GIVEN DATA:
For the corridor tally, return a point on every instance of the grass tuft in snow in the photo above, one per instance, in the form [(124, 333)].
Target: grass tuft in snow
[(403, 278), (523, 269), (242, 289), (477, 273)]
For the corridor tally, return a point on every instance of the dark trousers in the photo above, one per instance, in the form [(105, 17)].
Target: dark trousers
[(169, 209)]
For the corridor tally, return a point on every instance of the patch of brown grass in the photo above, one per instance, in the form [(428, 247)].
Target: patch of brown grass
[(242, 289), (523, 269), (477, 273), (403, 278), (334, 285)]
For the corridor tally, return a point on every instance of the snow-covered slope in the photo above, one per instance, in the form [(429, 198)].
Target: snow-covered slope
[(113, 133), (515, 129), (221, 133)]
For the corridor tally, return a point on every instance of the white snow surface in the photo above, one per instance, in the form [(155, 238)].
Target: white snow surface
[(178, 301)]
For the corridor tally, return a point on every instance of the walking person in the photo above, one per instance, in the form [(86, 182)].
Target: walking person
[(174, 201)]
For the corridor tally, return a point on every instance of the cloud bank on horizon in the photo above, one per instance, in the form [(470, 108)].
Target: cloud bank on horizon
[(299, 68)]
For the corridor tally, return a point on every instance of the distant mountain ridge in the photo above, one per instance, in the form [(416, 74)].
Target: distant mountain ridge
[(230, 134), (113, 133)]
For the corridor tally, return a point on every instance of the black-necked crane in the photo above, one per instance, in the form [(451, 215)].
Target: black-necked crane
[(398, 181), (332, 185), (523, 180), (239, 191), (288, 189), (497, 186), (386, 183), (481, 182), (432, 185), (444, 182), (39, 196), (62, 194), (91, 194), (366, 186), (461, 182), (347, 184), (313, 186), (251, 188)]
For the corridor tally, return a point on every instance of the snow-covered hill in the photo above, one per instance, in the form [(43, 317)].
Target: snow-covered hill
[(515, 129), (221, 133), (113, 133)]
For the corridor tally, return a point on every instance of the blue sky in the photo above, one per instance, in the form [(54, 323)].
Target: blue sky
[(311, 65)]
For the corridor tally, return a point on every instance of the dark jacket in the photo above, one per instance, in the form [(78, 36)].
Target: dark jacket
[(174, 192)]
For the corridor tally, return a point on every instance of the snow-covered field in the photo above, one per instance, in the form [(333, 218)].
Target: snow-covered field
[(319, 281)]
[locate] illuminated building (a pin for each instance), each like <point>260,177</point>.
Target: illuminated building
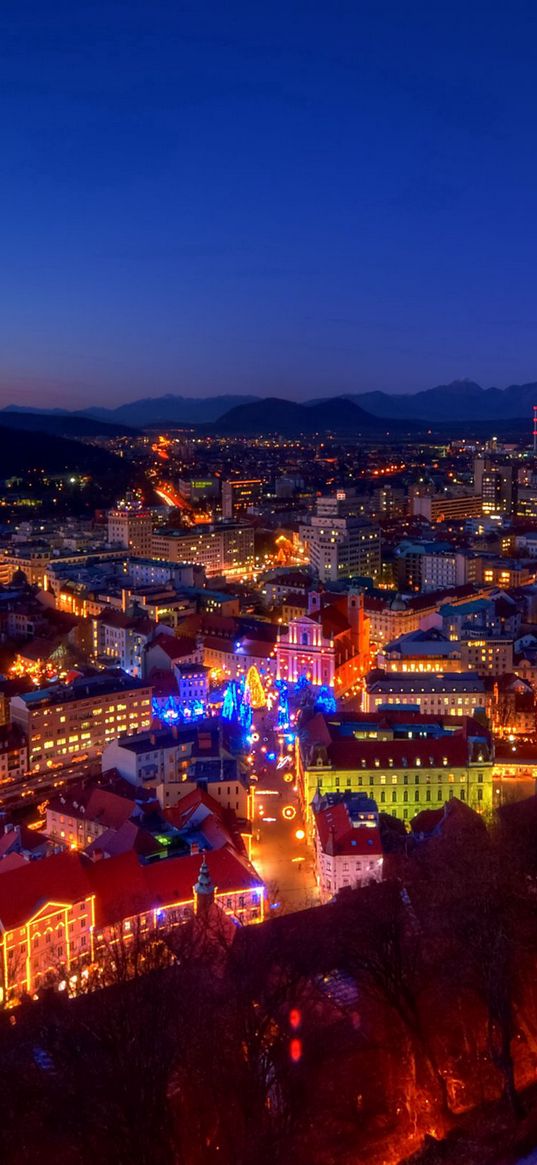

YOUR OBJECTIVE: Convert the stretch of lines above, from the first line through the line containing "[(169, 209)]", into a numbered list with blank lines omitted.

CORRECT RESPONSE:
1. For the corridor tally, return a point on every instance of the grass tuft in snow in the photo above, one per instance, in the form [(124, 333)].
2. Target: grass tuft in snow
3. [(403, 278), (523, 269), (242, 289), (477, 273)]
4. For the corridor tally, return a point on every instance of the dark trousers in the photo above, one per instance, in the form [(105, 17)].
5. Target: dark trousers
6. [(169, 209)]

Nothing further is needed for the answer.